GLVC Co-Champion GLVC Tournament Champion

NCAA Lewis U. Regional Champion, NCAA Division II National Champion
- Conference: Great Lakes Valley Conference
- Record: 49–8 (19–5 GLVC)
- Head coach: Sandy Montgomery (19th season);
- Assistant coaches: Jessica Jones; Valerie McCoy; Shannon Evans (Grad.);
- Home stadium: Cougar Field Capacity 1,000+

= 2007 SIU Edwardsville Cougars softball team =

American college softball season

The 2007 SIU Edwardsville Cougars softball team represented Southern Illinois University Edwardsville during the 2007 NCAA Division II softball season. The Cougars, led by nineteenth year head coach Sandy Montgomery, played their home games at Cougar Field on the SIUE campus as a member of the Great Lakes Valley Conference (GLVC). They finished the season as the NCAA Division II National Champions. In July 2017, the team was elected to the SIUE Athletics Hall of Fame.

(Pointing and labeling listing)
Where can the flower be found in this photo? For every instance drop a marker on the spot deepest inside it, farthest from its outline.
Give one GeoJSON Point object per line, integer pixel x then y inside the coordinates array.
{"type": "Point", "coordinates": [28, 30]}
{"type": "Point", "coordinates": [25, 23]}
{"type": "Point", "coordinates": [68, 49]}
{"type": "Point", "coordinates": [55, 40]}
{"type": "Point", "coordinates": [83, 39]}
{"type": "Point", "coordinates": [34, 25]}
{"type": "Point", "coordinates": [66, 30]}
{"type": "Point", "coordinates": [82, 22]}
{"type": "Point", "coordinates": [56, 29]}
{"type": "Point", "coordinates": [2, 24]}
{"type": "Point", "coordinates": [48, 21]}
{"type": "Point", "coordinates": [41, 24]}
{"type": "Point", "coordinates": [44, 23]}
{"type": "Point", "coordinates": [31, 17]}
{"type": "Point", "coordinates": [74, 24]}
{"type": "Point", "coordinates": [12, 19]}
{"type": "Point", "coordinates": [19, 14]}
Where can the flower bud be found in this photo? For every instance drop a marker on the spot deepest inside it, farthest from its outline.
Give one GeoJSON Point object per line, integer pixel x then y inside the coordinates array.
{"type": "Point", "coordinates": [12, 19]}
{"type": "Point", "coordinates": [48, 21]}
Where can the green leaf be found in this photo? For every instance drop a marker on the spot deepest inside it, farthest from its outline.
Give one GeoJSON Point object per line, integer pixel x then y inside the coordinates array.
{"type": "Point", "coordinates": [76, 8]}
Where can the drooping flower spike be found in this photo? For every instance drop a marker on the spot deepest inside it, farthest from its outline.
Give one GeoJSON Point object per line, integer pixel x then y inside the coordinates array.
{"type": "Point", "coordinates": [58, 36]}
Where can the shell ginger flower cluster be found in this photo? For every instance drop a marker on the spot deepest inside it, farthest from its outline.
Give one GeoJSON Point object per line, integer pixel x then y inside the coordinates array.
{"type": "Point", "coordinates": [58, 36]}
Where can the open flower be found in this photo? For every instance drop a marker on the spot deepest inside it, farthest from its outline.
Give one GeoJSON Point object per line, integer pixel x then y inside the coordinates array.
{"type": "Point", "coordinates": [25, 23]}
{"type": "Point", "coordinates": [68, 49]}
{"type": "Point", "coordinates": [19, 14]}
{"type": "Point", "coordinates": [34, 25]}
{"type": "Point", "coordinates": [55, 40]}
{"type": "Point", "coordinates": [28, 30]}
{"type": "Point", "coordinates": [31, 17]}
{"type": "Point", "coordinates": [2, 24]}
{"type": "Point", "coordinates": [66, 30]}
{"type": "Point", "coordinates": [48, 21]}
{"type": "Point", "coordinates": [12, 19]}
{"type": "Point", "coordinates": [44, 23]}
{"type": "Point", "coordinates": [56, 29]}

* PROBLEM SET:
a: Extract the part of the softball team article starting at "- Head coach: Sandy" and ending at "Hall of Fame.".
b: Convert the listing, starting at the line that contains "Where can the open" and ending at the last line of the listing, into a Markdown table with the columns "No." and "Line". Leave out any blank lines.
This listing has no connection to the softball team article.

* RESULTS:
a:
- Head coach: Sandy Montgomery (19th season);
- Assistant coaches: Jessica Jones; Valerie McCoy; Shannon Evans (Grad.);
- Home stadium: Cougar Field Capacity 1,000+

= 2007 SIU Edwardsville Cougars softball team =

American college softball season

The 2007 SIU Edwardsville Cougars softball team represented Southern Illinois University Edwardsville during the 2007 NCAA Division II softball season. The Cougars, led by nineteenth year head coach Sandy Montgomery, played their home games at Cougar Field on the SIUE campus as a member of the Great Lakes Valley Conference (GLVC). They finished the season as the NCAA Division II National Champions. In July 2017, the team was elected to the SIUE Athletics Hall of Fame.

b:
| No. | Line |
|---|---|
| 1 | Where can the open flower be found in this photo? For every instance drop a marker on the spot deepest inside it, farthest from its outline. |
| 2 | Give one GeoJSON Point object per line, integer pixel x then y inside the coordinates array. |
| 3 | {"type": "Point", "coordinates": [25, 23]} |
| 4 | {"type": "Point", "coordinates": [68, 49]} |
| 5 | {"type": "Point", "coordinates": [19, 14]} |
| 6 | {"type": "Point", "coordinates": [34, 25]} |
| 7 | {"type": "Point", "coordinates": [55, 40]} |
| 8 | {"type": "Point", "coordinates": [28, 30]} |
| 9 | {"type": "Point", "coordinates": [31, 17]} |
| 10 | {"type": "Point", "coordinates": [2, 24]} |
| 11 | {"type": "Point", "coordinates": [66, 30]} |
| 12 | {"type": "Point", "coordinates": [48, 21]} |
| 13 | {"type": "Point", "coordinates": [12, 19]} |
| 14 | {"type": "Point", "coordinates": [44, 23]} |
| 15 | {"type": "Point", "coordinates": [56, 29]} |